*Exercise*
Output every line of the data below without any changes.

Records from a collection
>> Begin

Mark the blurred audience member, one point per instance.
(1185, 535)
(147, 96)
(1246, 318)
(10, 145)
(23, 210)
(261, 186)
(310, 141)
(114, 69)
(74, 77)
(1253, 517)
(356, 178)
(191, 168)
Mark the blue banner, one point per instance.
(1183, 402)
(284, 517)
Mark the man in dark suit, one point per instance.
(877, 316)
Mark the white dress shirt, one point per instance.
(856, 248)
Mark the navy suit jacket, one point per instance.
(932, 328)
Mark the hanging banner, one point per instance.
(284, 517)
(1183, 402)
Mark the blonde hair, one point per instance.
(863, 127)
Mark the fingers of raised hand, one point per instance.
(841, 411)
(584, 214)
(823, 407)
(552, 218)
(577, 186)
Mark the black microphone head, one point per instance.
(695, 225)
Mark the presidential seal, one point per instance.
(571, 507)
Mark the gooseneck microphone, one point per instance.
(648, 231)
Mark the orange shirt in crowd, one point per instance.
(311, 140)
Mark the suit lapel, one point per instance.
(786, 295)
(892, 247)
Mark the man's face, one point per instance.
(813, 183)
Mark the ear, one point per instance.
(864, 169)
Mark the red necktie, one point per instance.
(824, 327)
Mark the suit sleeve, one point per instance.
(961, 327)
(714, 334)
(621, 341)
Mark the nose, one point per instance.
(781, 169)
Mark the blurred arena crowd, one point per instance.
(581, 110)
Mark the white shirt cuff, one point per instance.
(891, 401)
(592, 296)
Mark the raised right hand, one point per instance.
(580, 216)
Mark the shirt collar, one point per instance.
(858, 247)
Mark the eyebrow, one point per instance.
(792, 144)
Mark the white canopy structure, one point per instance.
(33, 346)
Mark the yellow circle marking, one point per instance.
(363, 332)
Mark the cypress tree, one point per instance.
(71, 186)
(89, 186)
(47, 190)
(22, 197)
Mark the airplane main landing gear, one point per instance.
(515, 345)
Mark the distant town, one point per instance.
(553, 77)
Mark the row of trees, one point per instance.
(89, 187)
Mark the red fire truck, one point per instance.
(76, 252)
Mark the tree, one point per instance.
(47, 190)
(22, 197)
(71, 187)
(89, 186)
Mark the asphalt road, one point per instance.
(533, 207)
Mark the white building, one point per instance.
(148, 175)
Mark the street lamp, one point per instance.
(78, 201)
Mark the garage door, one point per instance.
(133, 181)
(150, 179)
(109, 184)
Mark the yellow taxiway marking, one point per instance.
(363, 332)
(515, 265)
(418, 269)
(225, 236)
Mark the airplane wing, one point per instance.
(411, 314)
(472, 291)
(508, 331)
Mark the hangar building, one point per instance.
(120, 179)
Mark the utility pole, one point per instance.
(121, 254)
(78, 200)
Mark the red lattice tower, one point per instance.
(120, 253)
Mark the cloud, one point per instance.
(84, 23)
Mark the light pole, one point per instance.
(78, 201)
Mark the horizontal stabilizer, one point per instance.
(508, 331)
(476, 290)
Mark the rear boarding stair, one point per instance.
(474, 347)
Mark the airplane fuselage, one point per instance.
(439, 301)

>> End

*Answer to this task*
Mark the blurred audience member, one point per instance.
(1185, 535)
(147, 96)
(1246, 318)
(10, 145)
(23, 210)
(261, 186)
(310, 141)
(114, 69)
(74, 77)
(1253, 517)
(356, 178)
(191, 168)
Mark the blue banner, one point per instance.
(1183, 402)
(284, 517)
Mark the man in dark suit, one point per instance.
(877, 316)
Mark the white dress shirt, one point per instance.
(856, 248)
Mark the navy suit jacket, one point per instance.
(932, 328)
Mark the hanging banner, one point per instance.
(284, 517)
(1183, 402)
Mark the blonde hair, one point per instance.
(863, 127)
Mark the fingers of raised hand, one point per instance.
(841, 411)
(584, 214)
(823, 407)
(552, 218)
(577, 186)
Mark the black microphone head, one point per instance.
(695, 225)
Mark the presidential seal, one point per instance.
(571, 507)
Mark the gooseneck microphone, one point per instance.
(648, 231)
Mark the orange shirt in crowd, one point per instance.
(311, 140)
Mark the suit lapel, one point per instance.
(786, 295)
(892, 247)
Mark the man's face, one point per instance.
(813, 183)
Mark the ear, one point per instance.
(864, 169)
Mark the red necktie, one point per instance.
(824, 327)
Mark the suit sleeve, one point per instance.
(961, 327)
(714, 334)
(621, 341)
Mark the nose, one point per instance.
(781, 169)
Mark the blurred arena crowd, one point per instance.
(581, 110)
Mark the white shirt cuff, one point per instance.
(891, 401)
(592, 296)
Mark the raised right hand, one point per instance.
(580, 216)
Mark the shirt collar, one point per instance.
(858, 247)
Mark the eyebrow, one point per instance.
(792, 144)
Mark the white canopy structure, one point per instance.
(33, 346)
Mark the yellow circle marking, one point per instance.
(363, 332)
Mark the cypress tree, one point per instance.
(71, 186)
(89, 186)
(47, 190)
(22, 197)
Mark the airplane main landing gear, one point per instance.
(515, 345)
Mark the distant town, one point per instance.
(553, 77)
Mark the row of trees, one point per instance.
(89, 187)
Mark the red fire truck, one point per instance.
(76, 252)
Mark the tree, one point per instance.
(47, 190)
(22, 197)
(71, 187)
(89, 186)
Mark the asphalt road, one point per instance.
(533, 207)
Mark the white building, one point per instance.
(148, 175)
Mark the street lamp, one point per instance.
(78, 201)
Mark the garage door, one point per instance.
(133, 181)
(150, 179)
(109, 184)
Mark the yellow taxiway marking, one point per instance.
(363, 332)
(515, 265)
(418, 269)
(225, 236)
Mark the airplane wing, one point per instance.
(411, 314)
(472, 291)
(508, 331)
Mark the hangar building, one point per instance.
(120, 179)
Mark the utility pole, one point per instance.
(121, 254)
(78, 200)
Mark the red lattice tower, one point per instance.
(120, 253)
Mark the cloud, one point per instance.
(84, 23)
Mark the light pole, one point per instance.
(78, 201)
Mark the horizontal stabilizer, one point per instance.
(508, 331)
(476, 290)
Mark the rear boarding stair, one point per instance.
(474, 347)
Mark the airplane fuselage, one point per instance.
(439, 301)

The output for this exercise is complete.